-- DATA TO PROCESS follows --

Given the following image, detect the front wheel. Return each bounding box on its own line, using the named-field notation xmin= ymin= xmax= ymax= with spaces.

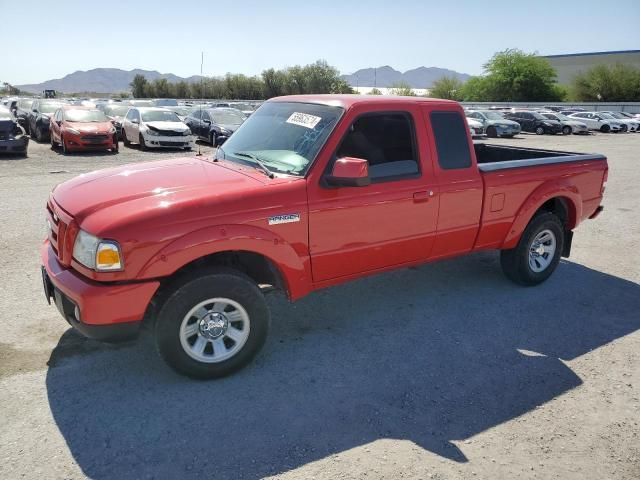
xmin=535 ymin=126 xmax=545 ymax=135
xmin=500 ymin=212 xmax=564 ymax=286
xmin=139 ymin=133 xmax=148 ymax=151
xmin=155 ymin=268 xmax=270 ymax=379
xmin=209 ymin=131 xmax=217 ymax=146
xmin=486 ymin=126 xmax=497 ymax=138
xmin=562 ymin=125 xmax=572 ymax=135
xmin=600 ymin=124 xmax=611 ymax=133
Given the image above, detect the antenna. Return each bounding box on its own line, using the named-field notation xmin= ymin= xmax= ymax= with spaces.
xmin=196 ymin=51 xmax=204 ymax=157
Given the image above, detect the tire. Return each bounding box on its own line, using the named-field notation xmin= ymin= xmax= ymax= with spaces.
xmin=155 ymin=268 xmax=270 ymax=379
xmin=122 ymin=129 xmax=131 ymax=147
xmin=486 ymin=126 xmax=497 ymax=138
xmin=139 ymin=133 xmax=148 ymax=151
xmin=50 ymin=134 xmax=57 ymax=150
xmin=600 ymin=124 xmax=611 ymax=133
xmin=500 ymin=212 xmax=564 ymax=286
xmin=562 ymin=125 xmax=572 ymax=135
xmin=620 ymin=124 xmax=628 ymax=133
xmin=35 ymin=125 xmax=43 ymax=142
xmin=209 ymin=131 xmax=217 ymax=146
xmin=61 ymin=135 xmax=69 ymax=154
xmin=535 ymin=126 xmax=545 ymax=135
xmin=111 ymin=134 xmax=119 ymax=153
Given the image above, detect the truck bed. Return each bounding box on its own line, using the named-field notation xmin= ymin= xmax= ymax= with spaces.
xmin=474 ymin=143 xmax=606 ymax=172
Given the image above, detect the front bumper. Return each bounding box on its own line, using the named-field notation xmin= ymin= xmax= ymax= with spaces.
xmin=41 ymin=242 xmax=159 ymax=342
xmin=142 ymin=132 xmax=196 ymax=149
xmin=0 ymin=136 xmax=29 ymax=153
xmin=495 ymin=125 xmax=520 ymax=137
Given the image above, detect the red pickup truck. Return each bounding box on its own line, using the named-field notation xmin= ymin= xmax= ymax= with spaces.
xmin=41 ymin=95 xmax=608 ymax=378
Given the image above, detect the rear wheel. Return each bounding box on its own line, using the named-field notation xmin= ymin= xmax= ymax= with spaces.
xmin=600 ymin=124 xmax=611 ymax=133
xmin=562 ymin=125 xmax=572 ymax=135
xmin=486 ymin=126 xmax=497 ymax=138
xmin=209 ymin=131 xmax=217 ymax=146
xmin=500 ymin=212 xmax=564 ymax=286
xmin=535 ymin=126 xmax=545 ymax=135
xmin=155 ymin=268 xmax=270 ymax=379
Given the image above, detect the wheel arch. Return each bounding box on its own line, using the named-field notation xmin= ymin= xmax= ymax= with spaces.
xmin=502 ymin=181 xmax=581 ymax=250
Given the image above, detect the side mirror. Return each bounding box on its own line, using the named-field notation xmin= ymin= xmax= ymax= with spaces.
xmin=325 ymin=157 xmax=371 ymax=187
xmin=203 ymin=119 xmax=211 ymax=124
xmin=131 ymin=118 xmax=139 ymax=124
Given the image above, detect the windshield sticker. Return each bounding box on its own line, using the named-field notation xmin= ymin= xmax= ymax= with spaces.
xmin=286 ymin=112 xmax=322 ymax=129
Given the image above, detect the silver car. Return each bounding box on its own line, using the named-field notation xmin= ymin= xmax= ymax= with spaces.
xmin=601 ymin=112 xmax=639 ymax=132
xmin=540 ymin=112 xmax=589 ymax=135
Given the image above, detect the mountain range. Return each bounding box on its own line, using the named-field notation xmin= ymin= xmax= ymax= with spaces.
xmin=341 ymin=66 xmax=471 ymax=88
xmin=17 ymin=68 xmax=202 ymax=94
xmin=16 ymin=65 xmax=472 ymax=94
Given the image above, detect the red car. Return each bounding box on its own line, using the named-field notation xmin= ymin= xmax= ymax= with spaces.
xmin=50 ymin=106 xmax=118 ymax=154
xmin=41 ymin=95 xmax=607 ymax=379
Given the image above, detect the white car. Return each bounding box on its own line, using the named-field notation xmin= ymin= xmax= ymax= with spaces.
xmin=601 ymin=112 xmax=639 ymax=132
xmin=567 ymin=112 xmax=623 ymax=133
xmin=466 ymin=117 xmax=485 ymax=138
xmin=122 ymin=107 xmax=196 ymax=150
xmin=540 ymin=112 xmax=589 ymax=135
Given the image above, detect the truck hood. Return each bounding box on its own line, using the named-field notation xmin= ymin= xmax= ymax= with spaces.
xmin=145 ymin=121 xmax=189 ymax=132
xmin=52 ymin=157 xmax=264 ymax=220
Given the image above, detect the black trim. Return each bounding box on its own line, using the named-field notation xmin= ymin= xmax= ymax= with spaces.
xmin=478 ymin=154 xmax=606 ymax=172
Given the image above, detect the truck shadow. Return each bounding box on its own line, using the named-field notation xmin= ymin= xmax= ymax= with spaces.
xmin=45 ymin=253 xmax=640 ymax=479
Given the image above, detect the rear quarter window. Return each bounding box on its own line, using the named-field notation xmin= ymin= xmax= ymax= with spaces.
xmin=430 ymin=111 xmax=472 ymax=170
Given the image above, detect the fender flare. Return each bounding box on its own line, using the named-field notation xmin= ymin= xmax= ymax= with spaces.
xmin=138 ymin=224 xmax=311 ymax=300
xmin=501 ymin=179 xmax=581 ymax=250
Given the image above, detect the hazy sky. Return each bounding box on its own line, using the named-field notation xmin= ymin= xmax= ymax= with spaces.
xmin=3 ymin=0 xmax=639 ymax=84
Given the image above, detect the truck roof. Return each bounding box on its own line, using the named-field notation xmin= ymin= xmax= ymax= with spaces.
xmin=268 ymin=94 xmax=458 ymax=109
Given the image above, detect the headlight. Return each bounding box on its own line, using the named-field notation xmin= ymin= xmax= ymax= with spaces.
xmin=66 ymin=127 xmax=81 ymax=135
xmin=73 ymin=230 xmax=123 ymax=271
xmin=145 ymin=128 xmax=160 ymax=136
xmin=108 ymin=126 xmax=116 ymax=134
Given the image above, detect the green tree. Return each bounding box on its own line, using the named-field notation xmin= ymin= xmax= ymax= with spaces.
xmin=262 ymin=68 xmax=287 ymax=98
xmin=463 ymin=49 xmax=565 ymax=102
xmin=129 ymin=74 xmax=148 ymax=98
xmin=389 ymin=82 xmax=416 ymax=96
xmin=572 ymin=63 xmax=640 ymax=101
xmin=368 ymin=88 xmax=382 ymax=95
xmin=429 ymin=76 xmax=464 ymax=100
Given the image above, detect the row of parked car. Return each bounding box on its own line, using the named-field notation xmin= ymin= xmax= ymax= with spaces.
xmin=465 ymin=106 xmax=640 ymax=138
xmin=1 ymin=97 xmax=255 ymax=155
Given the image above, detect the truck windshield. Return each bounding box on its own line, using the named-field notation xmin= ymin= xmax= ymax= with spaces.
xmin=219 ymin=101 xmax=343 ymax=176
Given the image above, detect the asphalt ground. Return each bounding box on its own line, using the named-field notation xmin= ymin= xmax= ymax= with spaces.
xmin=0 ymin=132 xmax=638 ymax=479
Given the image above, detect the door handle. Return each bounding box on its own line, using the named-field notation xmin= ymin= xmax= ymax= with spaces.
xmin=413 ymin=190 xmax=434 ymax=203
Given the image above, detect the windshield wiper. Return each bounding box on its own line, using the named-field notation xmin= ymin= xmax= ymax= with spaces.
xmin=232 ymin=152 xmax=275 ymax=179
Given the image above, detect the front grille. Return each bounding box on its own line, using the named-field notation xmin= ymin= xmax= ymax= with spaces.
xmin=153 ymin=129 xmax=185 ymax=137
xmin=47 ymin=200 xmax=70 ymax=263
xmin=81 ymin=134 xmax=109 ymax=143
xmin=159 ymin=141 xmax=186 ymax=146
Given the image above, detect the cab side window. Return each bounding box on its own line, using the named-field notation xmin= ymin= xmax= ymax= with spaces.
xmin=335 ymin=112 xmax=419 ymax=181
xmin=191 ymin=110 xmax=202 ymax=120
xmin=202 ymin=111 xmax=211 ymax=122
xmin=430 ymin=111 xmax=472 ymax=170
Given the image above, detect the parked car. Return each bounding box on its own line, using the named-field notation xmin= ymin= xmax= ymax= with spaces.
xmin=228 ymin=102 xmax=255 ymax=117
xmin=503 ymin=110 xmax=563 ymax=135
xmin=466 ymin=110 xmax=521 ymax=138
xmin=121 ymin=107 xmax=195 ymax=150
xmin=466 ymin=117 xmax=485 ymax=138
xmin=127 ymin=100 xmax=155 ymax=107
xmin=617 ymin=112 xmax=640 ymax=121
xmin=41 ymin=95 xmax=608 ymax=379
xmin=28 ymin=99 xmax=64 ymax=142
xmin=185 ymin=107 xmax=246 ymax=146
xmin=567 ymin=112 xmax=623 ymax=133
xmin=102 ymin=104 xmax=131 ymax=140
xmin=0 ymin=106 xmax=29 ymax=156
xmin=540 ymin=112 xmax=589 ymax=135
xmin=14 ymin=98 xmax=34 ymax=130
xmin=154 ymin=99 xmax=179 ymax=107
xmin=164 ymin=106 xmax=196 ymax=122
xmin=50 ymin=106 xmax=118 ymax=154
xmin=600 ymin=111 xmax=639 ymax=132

-- DATA TO PROCESS concluded --

PROBLEM DESCRIPTION → Up to and including the last line of the records above, print exactly every line from the one that contains "Given the image above, detect the parked" onward.

RESULT →
Given the image above, detect the parked car. Return each bounding box on its own line, using the named-field notation xmin= ymin= xmax= ymax= with spaces.
xmin=228 ymin=102 xmax=255 ymax=117
xmin=503 ymin=110 xmax=563 ymax=135
xmin=466 ymin=110 xmax=521 ymax=138
xmin=121 ymin=107 xmax=195 ymax=150
xmin=466 ymin=117 xmax=485 ymax=138
xmin=127 ymin=100 xmax=155 ymax=107
xmin=617 ymin=112 xmax=640 ymax=121
xmin=41 ymin=95 xmax=608 ymax=379
xmin=28 ymin=99 xmax=64 ymax=142
xmin=185 ymin=107 xmax=246 ymax=146
xmin=567 ymin=112 xmax=623 ymax=133
xmin=102 ymin=104 xmax=131 ymax=140
xmin=0 ymin=106 xmax=29 ymax=156
xmin=540 ymin=112 xmax=589 ymax=135
xmin=14 ymin=98 xmax=34 ymax=130
xmin=154 ymin=99 xmax=179 ymax=107
xmin=164 ymin=106 xmax=196 ymax=122
xmin=50 ymin=106 xmax=118 ymax=154
xmin=600 ymin=111 xmax=639 ymax=132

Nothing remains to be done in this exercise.